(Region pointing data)
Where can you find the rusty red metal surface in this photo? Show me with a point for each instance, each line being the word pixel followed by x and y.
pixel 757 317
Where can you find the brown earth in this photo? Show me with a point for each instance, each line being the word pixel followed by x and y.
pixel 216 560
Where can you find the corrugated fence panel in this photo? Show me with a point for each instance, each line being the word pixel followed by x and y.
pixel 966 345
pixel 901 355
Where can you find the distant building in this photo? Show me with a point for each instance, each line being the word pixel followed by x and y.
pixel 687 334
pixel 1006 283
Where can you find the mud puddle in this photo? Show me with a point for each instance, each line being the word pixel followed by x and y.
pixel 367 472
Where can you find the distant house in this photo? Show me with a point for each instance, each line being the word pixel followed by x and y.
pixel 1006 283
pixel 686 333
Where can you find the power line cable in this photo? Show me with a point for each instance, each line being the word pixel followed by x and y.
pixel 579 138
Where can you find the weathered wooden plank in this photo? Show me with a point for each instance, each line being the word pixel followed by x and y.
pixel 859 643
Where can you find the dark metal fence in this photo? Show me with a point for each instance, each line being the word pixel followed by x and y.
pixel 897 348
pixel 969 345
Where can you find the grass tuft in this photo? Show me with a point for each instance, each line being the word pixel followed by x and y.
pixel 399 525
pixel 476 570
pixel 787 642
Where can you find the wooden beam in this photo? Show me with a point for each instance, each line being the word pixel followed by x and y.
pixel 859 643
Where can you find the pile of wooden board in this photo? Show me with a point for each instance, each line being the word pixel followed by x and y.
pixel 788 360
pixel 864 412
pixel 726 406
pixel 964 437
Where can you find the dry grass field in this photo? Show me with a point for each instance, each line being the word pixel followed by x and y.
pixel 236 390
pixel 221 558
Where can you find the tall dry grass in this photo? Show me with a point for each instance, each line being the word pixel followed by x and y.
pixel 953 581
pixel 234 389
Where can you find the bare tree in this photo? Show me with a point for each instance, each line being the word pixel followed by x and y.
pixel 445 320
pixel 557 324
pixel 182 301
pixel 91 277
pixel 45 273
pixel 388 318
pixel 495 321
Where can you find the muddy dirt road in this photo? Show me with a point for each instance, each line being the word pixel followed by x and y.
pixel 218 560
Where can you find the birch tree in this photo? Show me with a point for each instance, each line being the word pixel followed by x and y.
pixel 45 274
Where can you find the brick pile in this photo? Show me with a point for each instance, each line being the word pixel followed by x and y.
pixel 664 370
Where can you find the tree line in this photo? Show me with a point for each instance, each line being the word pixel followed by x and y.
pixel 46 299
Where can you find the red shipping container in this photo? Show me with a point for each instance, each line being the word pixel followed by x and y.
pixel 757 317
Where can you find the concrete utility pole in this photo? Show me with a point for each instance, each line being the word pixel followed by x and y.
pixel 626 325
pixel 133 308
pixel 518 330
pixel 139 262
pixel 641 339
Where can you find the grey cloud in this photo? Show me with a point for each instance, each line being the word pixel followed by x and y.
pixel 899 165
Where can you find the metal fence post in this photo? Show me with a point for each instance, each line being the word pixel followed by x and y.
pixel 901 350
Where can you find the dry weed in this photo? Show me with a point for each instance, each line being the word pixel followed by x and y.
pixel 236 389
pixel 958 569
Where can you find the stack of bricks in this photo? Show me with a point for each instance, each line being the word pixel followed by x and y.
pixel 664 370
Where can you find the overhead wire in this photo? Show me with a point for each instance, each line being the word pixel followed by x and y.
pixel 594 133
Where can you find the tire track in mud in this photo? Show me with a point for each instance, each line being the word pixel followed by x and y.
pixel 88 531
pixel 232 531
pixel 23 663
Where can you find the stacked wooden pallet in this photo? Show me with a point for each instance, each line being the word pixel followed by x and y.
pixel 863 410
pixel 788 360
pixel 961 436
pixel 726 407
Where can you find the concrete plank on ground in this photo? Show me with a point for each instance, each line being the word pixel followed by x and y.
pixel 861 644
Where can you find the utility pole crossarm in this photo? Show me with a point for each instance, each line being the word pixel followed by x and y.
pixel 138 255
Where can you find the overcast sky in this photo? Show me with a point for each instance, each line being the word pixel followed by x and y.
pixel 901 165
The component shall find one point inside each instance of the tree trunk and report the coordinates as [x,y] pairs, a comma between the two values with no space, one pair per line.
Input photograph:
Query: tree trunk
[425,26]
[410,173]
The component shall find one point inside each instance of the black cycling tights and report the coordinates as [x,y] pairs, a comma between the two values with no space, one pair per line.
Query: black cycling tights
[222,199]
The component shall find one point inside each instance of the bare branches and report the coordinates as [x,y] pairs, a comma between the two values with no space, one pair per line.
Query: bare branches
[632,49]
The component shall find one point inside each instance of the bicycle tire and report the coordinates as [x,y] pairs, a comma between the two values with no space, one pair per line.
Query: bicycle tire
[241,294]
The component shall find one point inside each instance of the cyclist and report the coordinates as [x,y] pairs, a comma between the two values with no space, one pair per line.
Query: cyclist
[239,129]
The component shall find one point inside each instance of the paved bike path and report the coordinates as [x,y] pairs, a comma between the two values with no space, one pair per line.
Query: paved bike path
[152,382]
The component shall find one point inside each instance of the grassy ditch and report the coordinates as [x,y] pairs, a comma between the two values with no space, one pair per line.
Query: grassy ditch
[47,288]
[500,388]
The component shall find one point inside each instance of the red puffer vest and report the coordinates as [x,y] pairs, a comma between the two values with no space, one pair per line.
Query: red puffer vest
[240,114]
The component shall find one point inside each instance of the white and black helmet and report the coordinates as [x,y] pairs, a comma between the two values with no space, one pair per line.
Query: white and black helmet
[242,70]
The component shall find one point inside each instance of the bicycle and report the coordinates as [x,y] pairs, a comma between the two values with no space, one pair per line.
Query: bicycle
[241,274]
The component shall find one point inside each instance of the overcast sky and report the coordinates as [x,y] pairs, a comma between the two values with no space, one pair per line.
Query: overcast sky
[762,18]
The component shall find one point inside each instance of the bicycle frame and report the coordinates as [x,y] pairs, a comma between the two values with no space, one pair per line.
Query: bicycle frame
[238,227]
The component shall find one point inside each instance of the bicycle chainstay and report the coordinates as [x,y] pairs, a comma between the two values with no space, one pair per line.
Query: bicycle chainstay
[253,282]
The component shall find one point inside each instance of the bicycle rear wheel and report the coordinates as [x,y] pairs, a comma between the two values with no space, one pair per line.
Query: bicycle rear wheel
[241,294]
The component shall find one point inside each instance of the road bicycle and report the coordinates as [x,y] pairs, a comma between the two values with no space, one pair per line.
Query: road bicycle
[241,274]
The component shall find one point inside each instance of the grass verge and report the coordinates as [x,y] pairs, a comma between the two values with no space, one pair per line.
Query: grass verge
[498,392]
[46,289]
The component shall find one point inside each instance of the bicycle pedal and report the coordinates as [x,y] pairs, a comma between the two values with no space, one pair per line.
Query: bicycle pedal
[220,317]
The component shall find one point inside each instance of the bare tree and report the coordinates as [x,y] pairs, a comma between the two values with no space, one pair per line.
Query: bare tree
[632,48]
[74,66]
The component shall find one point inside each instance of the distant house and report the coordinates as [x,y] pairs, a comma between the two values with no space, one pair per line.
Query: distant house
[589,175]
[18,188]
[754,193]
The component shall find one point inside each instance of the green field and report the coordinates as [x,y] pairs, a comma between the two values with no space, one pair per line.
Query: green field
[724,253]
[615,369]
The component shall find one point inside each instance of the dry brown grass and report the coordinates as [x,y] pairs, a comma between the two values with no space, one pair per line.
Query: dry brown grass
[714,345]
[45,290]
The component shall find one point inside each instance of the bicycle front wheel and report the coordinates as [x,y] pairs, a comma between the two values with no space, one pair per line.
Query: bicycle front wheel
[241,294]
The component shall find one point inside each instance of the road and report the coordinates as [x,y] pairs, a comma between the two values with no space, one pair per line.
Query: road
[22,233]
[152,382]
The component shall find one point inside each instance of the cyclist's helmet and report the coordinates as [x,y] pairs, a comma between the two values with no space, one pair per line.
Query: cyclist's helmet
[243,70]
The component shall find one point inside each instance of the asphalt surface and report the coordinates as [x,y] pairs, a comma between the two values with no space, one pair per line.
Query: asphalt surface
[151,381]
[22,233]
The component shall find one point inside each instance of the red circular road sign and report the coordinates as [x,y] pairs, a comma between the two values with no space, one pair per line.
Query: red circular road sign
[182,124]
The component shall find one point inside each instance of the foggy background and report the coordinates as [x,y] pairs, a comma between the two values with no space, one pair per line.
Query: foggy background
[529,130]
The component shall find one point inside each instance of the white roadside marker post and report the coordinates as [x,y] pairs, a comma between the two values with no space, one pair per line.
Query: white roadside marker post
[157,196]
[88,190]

- Problem to solve: What should come out is the exact run of lines from the one holding "Query: foggy background" through the end of the records above, and nothing besides.

- Exercise result:
Query: foggy background
[529,130]
The component shall find one point inside each instance of the white roadside marker post and report the coordinates as [x,y] pairs, a comma between the two values with no space, one pair per line.
Query: white roadside marker post
[157,196]
[88,190]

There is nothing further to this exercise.